* Direction: Without the pictures, output the records below word for word.

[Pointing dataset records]

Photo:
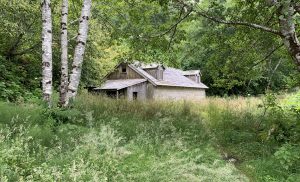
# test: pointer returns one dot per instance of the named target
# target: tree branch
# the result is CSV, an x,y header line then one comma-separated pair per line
x,y
268,55
239,23
172,27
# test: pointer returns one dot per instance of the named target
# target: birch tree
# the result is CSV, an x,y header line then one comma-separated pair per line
x,y
79,51
64,54
46,50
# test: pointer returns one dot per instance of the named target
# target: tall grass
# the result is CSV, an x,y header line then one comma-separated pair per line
x,y
101,139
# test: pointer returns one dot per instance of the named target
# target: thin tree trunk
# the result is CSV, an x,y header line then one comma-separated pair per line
x,y
79,51
47,51
64,54
288,31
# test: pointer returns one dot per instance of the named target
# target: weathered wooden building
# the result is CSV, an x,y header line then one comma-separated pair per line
x,y
153,81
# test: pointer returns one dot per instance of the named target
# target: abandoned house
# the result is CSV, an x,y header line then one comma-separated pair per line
x,y
152,81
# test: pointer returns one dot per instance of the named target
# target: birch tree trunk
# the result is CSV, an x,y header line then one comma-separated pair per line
x,y
79,51
64,54
46,51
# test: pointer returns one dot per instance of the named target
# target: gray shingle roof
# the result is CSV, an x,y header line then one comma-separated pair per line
x,y
119,84
171,77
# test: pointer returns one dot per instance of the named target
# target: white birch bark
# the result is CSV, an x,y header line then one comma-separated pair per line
x,y
46,50
79,50
64,54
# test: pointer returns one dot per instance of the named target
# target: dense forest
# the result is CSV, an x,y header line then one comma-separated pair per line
x,y
247,129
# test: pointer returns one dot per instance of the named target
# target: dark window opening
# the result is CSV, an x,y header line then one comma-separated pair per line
x,y
111,94
123,69
134,95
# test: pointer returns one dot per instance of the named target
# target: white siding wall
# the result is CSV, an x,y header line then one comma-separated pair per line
x,y
178,93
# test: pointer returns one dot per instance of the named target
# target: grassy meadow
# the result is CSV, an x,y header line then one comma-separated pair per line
x,y
99,139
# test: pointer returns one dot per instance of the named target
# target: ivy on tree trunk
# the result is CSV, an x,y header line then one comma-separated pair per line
x,y
46,51
64,54
79,51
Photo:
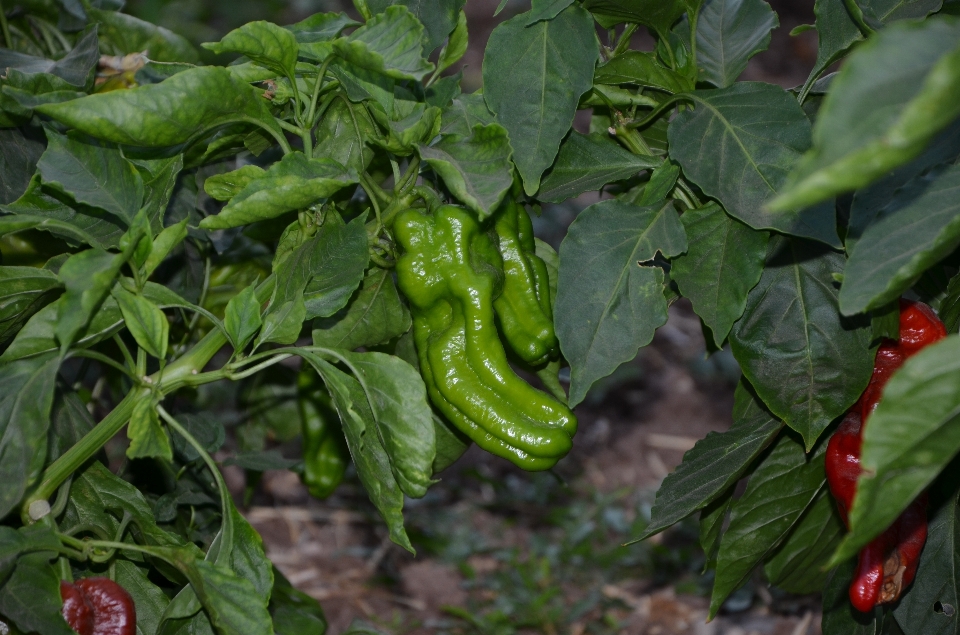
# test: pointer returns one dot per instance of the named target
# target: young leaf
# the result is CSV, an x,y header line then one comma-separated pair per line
x,y
778,492
92,174
798,565
588,162
476,169
729,33
609,299
264,43
175,111
919,227
715,463
374,315
147,436
805,361
369,456
533,78
294,182
723,262
242,318
25,404
389,43
911,438
888,101
756,132
147,323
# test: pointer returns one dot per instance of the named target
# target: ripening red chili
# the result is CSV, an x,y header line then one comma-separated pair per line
x,y
98,606
888,564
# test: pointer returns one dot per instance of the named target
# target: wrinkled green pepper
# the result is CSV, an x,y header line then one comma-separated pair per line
x,y
523,308
325,452
450,271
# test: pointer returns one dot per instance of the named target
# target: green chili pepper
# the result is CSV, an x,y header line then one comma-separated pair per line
x,y
450,271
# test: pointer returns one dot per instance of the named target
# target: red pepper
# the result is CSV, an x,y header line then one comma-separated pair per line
x,y
98,606
888,564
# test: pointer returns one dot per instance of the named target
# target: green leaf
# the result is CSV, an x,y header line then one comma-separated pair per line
x,y
31,597
389,43
19,153
165,242
659,14
294,182
94,175
888,101
729,33
404,421
373,316
797,566
149,599
805,361
456,46
715,463
642,69
242,318
918,228
723,262
147,323
176,111
756,133
147,436
87,277
923,609
533,78
369,456
264,43
476,169
609,298
839,616
778,492
25,404
912,436
127,34
588,162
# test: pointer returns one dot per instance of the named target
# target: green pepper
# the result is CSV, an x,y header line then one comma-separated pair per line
x,y
325,452
450,271
523,308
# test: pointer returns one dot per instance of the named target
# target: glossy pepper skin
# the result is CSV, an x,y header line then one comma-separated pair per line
x,y
450,272
888,564
98,606
325,452
524,307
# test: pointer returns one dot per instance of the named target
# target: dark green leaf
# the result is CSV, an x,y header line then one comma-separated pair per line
x,y
805,361
919,227
373,316
797,566
778,492
389,43
756,133
533,78
888,101
715,463
94,175
609,298
723,262
729,33
294,182
19,154
173,112
25,404
476,169
588,162
912,436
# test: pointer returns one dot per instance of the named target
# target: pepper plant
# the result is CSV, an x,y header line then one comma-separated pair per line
x,y
177,236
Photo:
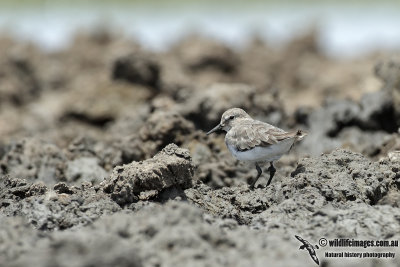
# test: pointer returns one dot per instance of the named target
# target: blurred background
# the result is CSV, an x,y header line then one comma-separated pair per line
x,y
346,28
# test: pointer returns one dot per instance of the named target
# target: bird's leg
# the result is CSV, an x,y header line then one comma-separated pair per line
x,y
272,171
258,176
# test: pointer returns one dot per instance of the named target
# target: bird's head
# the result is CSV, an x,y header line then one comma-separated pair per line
x,y
229,118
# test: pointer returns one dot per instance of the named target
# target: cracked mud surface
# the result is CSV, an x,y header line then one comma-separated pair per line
x,y
104,158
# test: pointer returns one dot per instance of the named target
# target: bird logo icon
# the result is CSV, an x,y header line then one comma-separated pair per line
x,y
311,249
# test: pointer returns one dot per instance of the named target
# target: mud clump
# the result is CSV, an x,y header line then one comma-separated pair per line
x,y
343,176
137,69
53,209
171,167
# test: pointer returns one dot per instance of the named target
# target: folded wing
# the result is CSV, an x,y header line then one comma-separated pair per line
x,y
248,136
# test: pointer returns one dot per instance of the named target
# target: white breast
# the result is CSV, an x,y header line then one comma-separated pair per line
x,y
263,154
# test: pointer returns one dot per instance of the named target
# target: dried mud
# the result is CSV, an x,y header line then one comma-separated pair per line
x,y
104,159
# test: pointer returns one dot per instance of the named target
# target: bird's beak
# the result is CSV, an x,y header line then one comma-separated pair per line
x,y
216,128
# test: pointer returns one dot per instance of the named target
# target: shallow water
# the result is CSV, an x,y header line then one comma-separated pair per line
x,y
345,30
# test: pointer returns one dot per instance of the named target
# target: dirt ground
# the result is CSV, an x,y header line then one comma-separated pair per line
x,y
104,160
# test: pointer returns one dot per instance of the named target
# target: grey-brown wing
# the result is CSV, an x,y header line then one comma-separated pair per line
x,y
249,135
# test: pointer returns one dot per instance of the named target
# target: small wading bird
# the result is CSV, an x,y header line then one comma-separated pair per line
x,y
255,141
309,247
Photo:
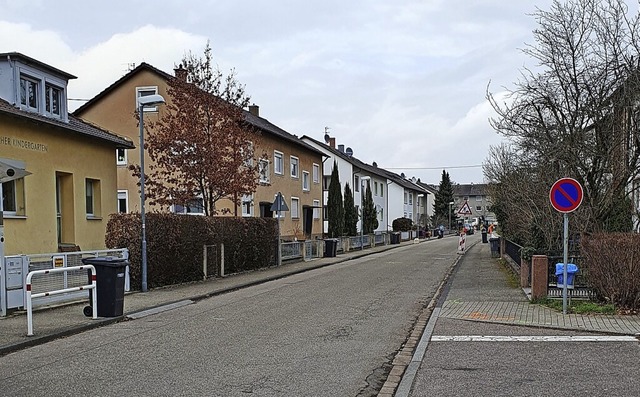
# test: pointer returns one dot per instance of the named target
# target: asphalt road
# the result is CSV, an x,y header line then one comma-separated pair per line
x,y
328,332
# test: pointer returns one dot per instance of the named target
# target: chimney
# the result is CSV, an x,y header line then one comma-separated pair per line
x,y
180,72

* Exercise result:
Photo:
# test: pointer returns one dot per instance of the named target
# target: tree branch
# the result is CSV, an x,y header line then one comma-separated pair per line
x,y
268,55
239,23
172,27
# test: pointer returns one dot per instance of the named target
# target: birch tree
# the result is CSV, an x,y header line then one comma-separated pair per line
x,y
79,51
64,54
46,50
# test: pointer returns one dot per instance of the named target
# target: tall grass
# the result is CSV, an x,y header line then one comma-separated pair per line
x,y
101,139
# test: pointer returns one dot per instance of the named target
# target: thin tree trunk
# the result is CSV, an x,y header line then one comma-separated pair per line
x,y
79,51
47,51
64,54
288,31
# test: pointer returns one dot per instance of the named target
# target: weathered wooden building
# the result is CSV, an x,y header line then one comma-separated pair per line
x,y
153,81
# test: pointer returns one dot per instance of the named target
# target: abandoned house
# the result is CSV, an x,y header line then one comma-separated pair per line
x,y
152,81
# test: pointer returns one dot per instance of the named target
# target: birch tree trunk
# the result is CSV, an x,y header line then one comma-separated pair per line
x,y
79,51
64,54
46,51
# test: pointer returns one dot per instance of the named target
# target: gray shingle roof
# the result is CSV, an x,y header line then one comma-separated pair per line
x,y
119,84
171,77
# test: pointer returns one dot per instance of the named target
# target: white birch bark
# the result is CSV, an x,y header line then one comma-separated pair per line
x,y
46,50
79,50
64,54
# test: pointer returns one dot per instance of the named target
# target: dense forest
# the result is CSV, an x,y header line then one comma-separated pair per line
x,y
247,129
# test: pointer returns one dot per instance of the named target
# target: dark window opening
# the result is CSV, an x,y header line then one comma-separated pair per line
x,y
111,94
123,69
134,95
# test: pointer returns one dot per instance of the named target
# target: white siding wall
# the result is CSV, an x,y header line then one comma-separated pair per line
x,y
178,93
# test: pointer returns one dot per instance of the named target
# target: grassy meadow
# the result is CSV, an x,y header line then one comma-separated pair per line
x,y
99,139
# test: pointer returns one dot per instance of the named target
# target: ivy on tree trunk
# the result is CSV, an x,y header line then one comma-separated pair per line
x,y
46,51
64,54
79,51
Photo:
# test: pointer returns one dot per instance of the named target
# target: young leaf
# the result is CSV, an x,y header line then one comma-separated pair per line
x,y
778,492
92,174
798,565
588,162
476,169
729,33
609,299
264,43
175,111
919,227
715,463
374,315
147,436
805,361
369,456
533,78
294,182
723,262
242,318
25,404
389,43
911,438
888,101
756,132
147,323
# test: pointer returns one dot per instance of the named target
# target: ripening red chili
# the result is CSV, an x,y header line then one comma-separated pair per line
x,y
98,606
888,564
# test: pointer returns one dot per instance of the named target
# target: wrinkled green pepper
# the result is CSV, an x,y header line then one comma-separated pair per line
x,y
523,308
325,452
450,271
# test: pointer returns one dot per instance of the named target
# target: green chili pepper
# the result is CSV, an x,y header line then one comma-separated pair per line
x,y
450,271
# test: pointer returns one dot per instance of the named target
# target: red pepper
# the result is CSV, an x,y header line then one comma-separated pair per line
x,y
98,606
888,564
# test: pointer returns one dot per instance of the named target
# target: green leaf
# the result is CSV, an x,y header line then one comma-separated pair per line
x,y
31,597
389,43
19,153
165,242
659,14
294,182
94,175
888,101
729,33
404,421
373,316
797,566
149,599
805,361
456,46
715,463
642,69
242,318
918,228
723,262
147,323
176,111
756,133
147,436
87,277
923,609
533,78
369,456
264,43
476,169
609,298
839,616
778,492
25,404
912,436
127,34
588,162
# test: pointer returns one dot per instance of the named target
# target: green pepper
# the result is CSV, an x,y header line then one comma-separated pair per line
x,y
325,452
450,271
523,308
# test: pointer returns one dot per instance of the named target
# target: glossy pepper skin
# the result is CSV, an x,y header line then one comma-separated pair per line
x,y
450,272
888,564
98,606
325,452
524,307
# test: pointer returns one dot per instance of the named target
# target: dark green leaf
# the result is CSV, an x,y header line then one comma-separated pair per line
x,y
805,361
919,227
373,316
797,566
778,492
389,43
756,133
533,78
888,101
715,463
94,175
609,298
723,262
729,33
294,182
19,154
173,112
25,404
476,169
588,162
912,436
# test: pointer returns one dot per instance of the named target
# target: pepper plant
# the result is CSV, an x,y header line then one comma-separated pair per line
x,y
177,236
Photo:
# test: pointer returns one dot per instance of the named target
# target: blurred background
# the result is CSV, an x,y header line then one comma-separated pair per line
x,y
346,28
# test: pointer returns one dot per instance of the named target
# target: bird's leg
# the result is CSV, an x,y header line then one comma-separated pair per line
x,y
272,171
258,176
# test: pointer returns one dot per instance of the named target
# target: bird's head
# the result is CSV, an x,y header line then one comma-separated pair per line
x,y
229,118
# test: pointer returns one dot per instance of the named target
# target: cracked mud surface
# the result is CSV, an x,y header line then one comma-separated pair per line
x,y
104,158
# test: pointer returns one dot per instance of the named target
# target: bird logo icon
# the result is CSV, an x,y header line then one comma-separated pair per line
x,y
311,249
# test: pointer returns one dot per instance of the named target
# target: mud clump
# the result is CSV, an x,y header line then one comma-separated pair per line
x,y
343,176
137,69
53,209
171,167
# test: pointer returns one dot per instance of the named target
# target: folded wing
# the result is CSV, an x,y header line then one comma-separated pair per line
x,y
248,136
# test: pointer returns one dot per instance of the named target
# target: white breast
# the result is CSV, an x,y header line then one comma-separated pair per line
x,y
263,154
# test: pointer returns one dot per instance of the named target
# target: dried mud
# the result is CSV, an x,y header line then one comma-separated pair per line
x,y
104,159
# test: pointer returns one dot per instance of the named target
# target: bird's beak
# the result is CSV, an x,y header line then one comma-separated pair per line
x,y
216,128
# test: pointer returns one dot per instance of the named target
# target: shallow water
# the result is CSV, an x,y header line then one comma-separated pair per line
x,y
345,30
# test: pointer returns one dot per instance of the named target
# target: dirt ground
# the result is CSV, an x,y header line then one comma-separated pair per line
x,y
104,160
# test: pointer returns one dot per instance of the named target
# target: grey-brown wing
# the result is CSV, an x,y header line then one comma-separated pair per line
x,y
249,135
# test: pointer returns one dot per instance of the named target
# target: small wading bird
# the result is CSV, an x,y header line then one comma-separated pair per line
x,y
255,141
309,247
Photo:
# test: pointer returns one dot per instance of the named target
# target: asphalt road
# the result is CSV, an x,y header line then one comma-separated pair per line
x,y
328,332
# test: pointer returns one dot per instance of the named target
# target: chimney
# the result is CSV, an x,y header line then one comma-separated pair per line
x,y
180,72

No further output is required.